##### ESTRATTO DEL DOCUMENTO #####

Un’amicizia trentennale dunque ha legato Longhi e Morandi, dal 1934, anno della loro conoscenza a Bologna, dove Longhi insegnava, ponendo le basi di una solida scuola critica italiana e oltre (si pensi alla sua importanza per un allievo eccellente qual è stato Pierpaolo Pasolini), al 1964, anno di morte del pittore. Giustamente considerato uno dei rapporti esemplari del Novecento tra critico e artista, il sodalizio che li ha uniti è sempre stato connotato da stima reciproca, consolidato da incontri e fitti carteggi proseguiti anche dopo la guerra. Proprio dopo il conflitto, tra il 21 aprile e il 3 maggio 1945, Longhi ordina una personale dell’artista alla Galleria Il Fiore di Firenze scrivendo nella presentazione una delle pagine fondamentali della fortuna critica del pittore bolognese: «Che soltanto scavando dentro e attraverso la forma, e stratificando le ‘ricordanze’ tonali, si possa riescire alla luce del sentimento più integro e puro, ecco infatti la lezione intima di Morandi e il chiarimento immediato della sua riduzione del soggetto che gira al minimo; l’abolizione, in ogni caso, del soggetto invadente che parte in quarta e si divora l’opera e l’osservatore. Oggetti inutili, paesaggi inameni, fiori di stagione, sono pretesti più che sufficienti per esprimersi ‘in forma’; e non si esprime, si sa bene, che il sentimento». Lo stesso testo Longhi lo ripropone, accompagnato da una lunga nota, all’esposizione delle opere morandiane alla Biennale di Venezia del 1966, la Biennale di Fontana, Burri, dell’optical e dell’ormai inarrestabile Pop Art.

Longhi e Morandi erano accomunati dalla medesima personalità schiva, austera, volta all’essenziale che per entrambi coincideva con la comprensione oggettiva delle cose. Lo testimonia tra gli altri anche il fatto che pochi giorni prima di morire Morandi si sia rallegrato con un suo amico di avere avuto la fortuna di una vita del tutto priva di eventi eccezionali. Una fortuna che oggi, nel variegato e divistico panorama dell’arte contemporanea, in pochi saprebbero cogliere e di cui ancora meno saprebbero gioirne.

#####

* COSA FARE
1. Elenca tutte le persone nominate nel testo su Longhi e Morandi.
2. Riscrivi il passo del testo su Longhi e Morandi che comincia con "Longhi e Morandi erano" e termina con "meno saprebbero gioirne.", sostituendo "fortuna" con "sorte".
3. Secondo il testo su Longhi e Morandi, in quale galleria Longhi ordina la personale dell'artista nel 1945?

##### RIGHE MOSTRATE #####

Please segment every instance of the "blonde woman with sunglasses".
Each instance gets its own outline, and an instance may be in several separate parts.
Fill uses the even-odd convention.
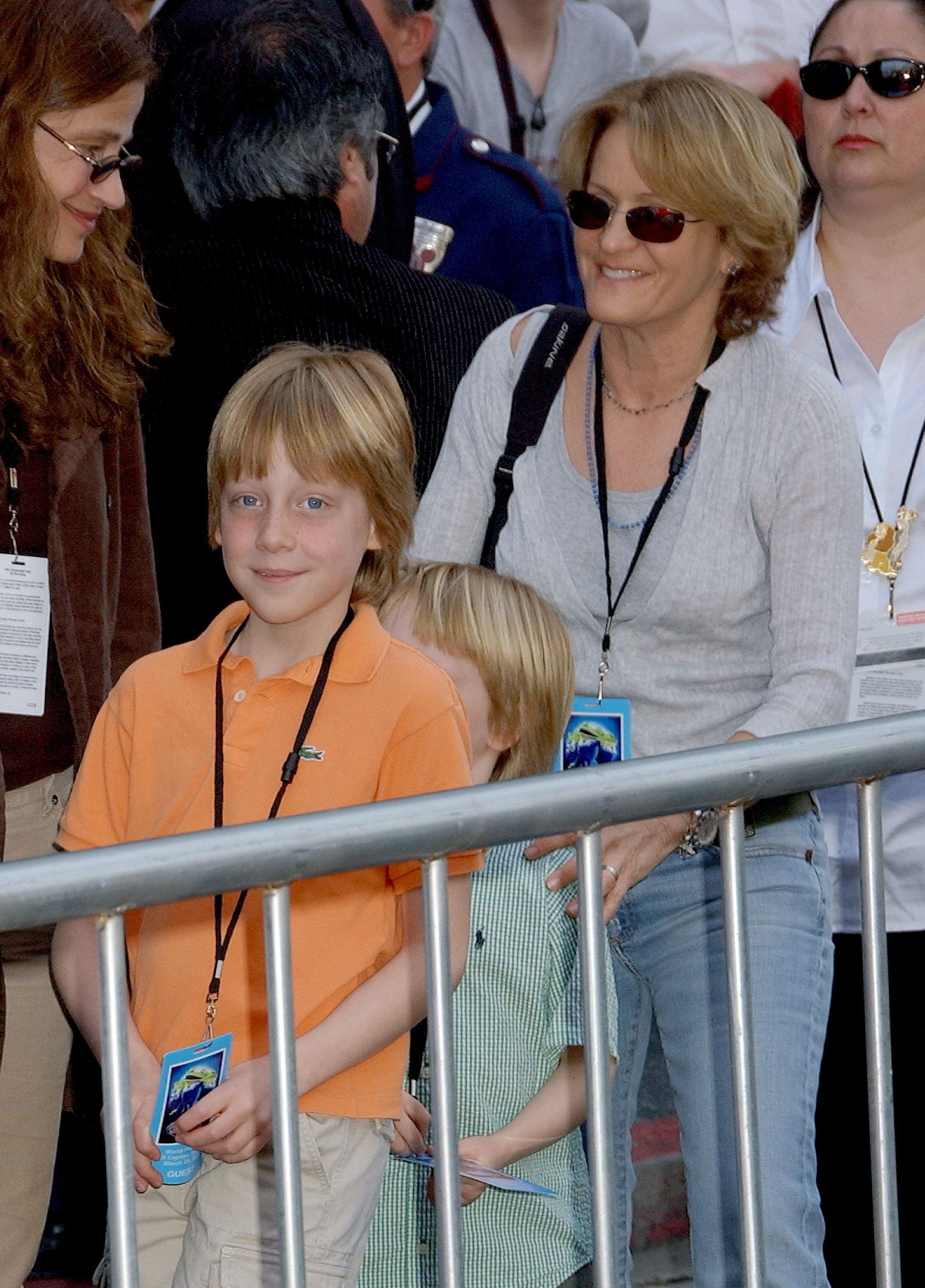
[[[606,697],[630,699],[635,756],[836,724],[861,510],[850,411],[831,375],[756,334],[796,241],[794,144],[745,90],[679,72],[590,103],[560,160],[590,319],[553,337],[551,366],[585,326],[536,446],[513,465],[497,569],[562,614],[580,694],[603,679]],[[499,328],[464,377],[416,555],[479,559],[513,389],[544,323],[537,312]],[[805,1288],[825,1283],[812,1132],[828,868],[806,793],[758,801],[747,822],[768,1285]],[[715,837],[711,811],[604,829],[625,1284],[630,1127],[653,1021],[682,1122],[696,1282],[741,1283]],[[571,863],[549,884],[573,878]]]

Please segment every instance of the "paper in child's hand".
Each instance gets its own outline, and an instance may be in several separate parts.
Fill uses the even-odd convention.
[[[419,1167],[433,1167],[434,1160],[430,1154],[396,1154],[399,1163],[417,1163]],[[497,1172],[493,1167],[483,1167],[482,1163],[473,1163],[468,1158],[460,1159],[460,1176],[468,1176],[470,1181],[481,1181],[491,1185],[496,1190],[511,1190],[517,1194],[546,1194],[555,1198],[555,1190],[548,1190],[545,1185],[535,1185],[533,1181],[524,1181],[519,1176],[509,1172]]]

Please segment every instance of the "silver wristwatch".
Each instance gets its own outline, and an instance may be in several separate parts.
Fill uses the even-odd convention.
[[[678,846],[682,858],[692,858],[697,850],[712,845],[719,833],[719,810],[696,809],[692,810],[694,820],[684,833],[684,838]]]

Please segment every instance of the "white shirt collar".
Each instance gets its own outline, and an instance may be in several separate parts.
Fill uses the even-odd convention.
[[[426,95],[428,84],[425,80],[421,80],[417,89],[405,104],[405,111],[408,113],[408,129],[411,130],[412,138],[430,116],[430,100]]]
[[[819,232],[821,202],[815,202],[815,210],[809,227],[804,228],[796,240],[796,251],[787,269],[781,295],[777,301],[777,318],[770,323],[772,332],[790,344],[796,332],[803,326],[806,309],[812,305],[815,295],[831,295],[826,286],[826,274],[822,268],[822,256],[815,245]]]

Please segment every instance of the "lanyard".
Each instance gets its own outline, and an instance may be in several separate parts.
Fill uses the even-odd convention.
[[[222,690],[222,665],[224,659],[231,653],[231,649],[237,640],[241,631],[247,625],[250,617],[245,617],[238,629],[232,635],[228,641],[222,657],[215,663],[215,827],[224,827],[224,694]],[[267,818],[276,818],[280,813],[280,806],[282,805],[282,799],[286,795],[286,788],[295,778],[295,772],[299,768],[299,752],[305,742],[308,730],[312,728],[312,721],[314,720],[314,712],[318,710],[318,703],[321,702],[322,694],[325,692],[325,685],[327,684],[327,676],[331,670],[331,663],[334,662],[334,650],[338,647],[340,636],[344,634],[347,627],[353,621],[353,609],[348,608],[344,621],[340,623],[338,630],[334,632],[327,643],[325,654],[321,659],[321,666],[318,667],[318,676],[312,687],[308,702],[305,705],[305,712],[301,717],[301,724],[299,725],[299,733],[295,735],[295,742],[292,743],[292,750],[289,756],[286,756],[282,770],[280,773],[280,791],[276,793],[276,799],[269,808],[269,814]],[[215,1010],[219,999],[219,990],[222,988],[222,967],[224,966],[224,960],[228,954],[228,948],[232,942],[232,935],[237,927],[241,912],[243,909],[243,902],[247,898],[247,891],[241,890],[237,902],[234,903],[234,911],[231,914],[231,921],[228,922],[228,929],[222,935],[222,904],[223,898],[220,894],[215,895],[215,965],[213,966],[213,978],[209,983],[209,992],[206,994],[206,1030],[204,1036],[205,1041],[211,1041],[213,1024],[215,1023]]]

#####

* RISPOSTE ALLE CONSEGNE
1. Longhi, Morandi, Pierpaolo Pasolini, Fontana, Burri

2.
Longhi e Morandi erano accomunati dalla medesima personalità schiva, austera, volta all’essenziale che per entrambi coincideva con la comprensione oggettiva delle cose. Lo testimonia tra gli altri anche il fatto che pochi giorni prima di morire Morandi si sia rallegrato con un suo amico di avere avuto la sorte di una vita del tutto priva di eventi eccezionali. Una sorte che oggi, nel variegato e divistico panorama dell’arte contemporanea, in pochi saprebbero cogliere e di cui ancora meno saprebbero gioirne.

3. Alla Galleria Il Fiore di Firenze.